TASKS:
1) Answer these questions using the forum discussion about invading North Korea.
(a) Whose support does the writer say the US would need before going into North Korea?
(b) Instead of bringing freedom, what does the writer say the rebuilding would amount to?
(c) According to the final paragraph, which parties have a strategic interest in keeping the status quo?
2) Write the next paragraph of the forum discussion about invading North Korea, picking up after its final sentence.

Quote (thesnipa @ 8 Feb 2018 16:40)
good article from an economic standpoint, bad article from an actual strategic military aspect.
IMO it leans to heavily on a US vs NK match, and extrapolates debt totals and war costs based on a head to head match. That might be fine and dandy for a state like Afghanistan or Iraq but with a confirmed nuclear armed state with a much higher insurgency cost than even Iraq we're not going in without South Korean, Chinese, japanese, and Russian support. We pulled all of Japan's teeth but they can bank quite a bit, same goes for the South Koreans. 3 pronged attack from China, US, Russia is the only real plan of attack, and the rebuilding wouldn't be us bringing them freedom, it would be ceding control of the peninsula to SK. That was the crux in the ME, too radical of a change from the conquerors rather than a slight change from the same gene pool.
I dont think much of Trump as a POTUS, but i dont think in a million years he'd be foolish enough to invade NK solo. Let alone without a 100% chinese blessing and blessing from Japan and SK as they're target for a potential nuke on the way out. When i ask myself what Hitler would have done with a nuclear button in that bunker then apply it to Kim it gets scary. His generals he's surrounded by wouldn't let that happen, imo.
the problem is that both china and the US have strategic interest in keeping the status quo, as do the north koreans. and the south koreans arent that thrilled at the prospect of inheriting a completely broken down poorhouse that would require payments so high that they would pretty much cut their wealth/standard of living in half.

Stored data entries
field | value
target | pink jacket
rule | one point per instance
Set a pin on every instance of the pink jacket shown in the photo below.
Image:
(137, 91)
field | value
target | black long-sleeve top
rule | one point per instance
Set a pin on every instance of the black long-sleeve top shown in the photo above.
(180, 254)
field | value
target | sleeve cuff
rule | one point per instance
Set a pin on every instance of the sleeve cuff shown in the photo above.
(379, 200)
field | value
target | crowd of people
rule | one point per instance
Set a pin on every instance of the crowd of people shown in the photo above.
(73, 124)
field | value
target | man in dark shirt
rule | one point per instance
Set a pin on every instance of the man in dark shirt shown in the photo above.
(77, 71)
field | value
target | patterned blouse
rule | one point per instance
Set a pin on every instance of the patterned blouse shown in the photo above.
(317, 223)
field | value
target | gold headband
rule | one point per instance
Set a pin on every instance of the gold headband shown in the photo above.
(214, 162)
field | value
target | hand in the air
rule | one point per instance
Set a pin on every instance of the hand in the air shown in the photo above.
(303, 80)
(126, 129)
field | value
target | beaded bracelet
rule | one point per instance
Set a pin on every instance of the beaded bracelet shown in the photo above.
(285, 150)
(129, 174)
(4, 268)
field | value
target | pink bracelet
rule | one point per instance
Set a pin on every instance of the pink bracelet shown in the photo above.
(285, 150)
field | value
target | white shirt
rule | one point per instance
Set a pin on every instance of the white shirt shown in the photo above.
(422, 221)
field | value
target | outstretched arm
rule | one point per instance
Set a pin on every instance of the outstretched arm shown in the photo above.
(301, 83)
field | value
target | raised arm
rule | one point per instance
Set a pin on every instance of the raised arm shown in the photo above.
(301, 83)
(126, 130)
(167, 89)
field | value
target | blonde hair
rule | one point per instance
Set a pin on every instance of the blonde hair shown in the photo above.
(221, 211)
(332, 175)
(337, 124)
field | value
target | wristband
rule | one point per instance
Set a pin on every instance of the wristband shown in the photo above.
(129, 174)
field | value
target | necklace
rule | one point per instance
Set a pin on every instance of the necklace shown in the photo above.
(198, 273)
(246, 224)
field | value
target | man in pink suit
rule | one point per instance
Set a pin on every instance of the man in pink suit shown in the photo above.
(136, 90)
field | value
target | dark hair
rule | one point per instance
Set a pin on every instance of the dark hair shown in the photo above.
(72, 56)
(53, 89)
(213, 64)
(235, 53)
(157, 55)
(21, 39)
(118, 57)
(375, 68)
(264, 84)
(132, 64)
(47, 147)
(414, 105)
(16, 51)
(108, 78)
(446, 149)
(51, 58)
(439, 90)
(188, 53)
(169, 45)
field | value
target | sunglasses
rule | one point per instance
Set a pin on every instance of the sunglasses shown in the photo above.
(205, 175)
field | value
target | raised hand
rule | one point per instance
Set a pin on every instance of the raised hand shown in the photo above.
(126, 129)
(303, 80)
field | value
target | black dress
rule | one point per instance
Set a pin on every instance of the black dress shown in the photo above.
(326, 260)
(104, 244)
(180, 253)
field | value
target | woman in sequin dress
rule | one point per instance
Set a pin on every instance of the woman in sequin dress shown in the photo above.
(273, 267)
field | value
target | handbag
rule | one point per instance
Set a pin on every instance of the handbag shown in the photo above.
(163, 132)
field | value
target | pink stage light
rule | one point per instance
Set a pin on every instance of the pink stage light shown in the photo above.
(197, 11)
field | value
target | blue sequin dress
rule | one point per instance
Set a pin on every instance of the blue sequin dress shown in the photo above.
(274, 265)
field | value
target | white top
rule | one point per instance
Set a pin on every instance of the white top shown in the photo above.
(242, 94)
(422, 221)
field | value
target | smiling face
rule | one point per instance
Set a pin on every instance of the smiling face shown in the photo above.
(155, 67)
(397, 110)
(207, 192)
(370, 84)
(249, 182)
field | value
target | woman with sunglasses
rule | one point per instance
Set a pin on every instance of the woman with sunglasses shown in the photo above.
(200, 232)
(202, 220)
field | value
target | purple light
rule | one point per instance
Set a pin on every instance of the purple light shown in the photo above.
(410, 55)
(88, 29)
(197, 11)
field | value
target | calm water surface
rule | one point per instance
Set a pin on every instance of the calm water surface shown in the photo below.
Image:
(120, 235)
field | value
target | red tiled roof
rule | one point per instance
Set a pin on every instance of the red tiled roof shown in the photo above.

ANSWERS:
1)
(a) South Korean, Chinese, Japanese, and Russian support.
(b) Ceding control of the peninsula to South Korea.
(c) China, the US, and the North Koreans.

2)
china: wants to extend its influence in the region, wants to reduce american influence. a unified korea under SK control which is still allied with the US would be a nightmare for china. fears massive streams of NK refugees after a war.
united states: wants to rein in chinese influence in the region, wants an excuse to keep its military presence in the region high. a unified korea under SK control which becomes neutral between the US and china would be a nightmare for them.
south korea: fears that its capital seoul, a metro of 22 million, would get hit hard by north korean artillery in a war. has to fear the tail risk of NK nukes hitting them. doesnt want to have to pay for north korea after a potential reunification.
japan: doesnt want to have to fund a war, fears the tail risk of NK nukes hitting them, wants the US to keep a strong presence in the area to rein in china.
so in the end, everyone has plenty of reasons to keep the status quo.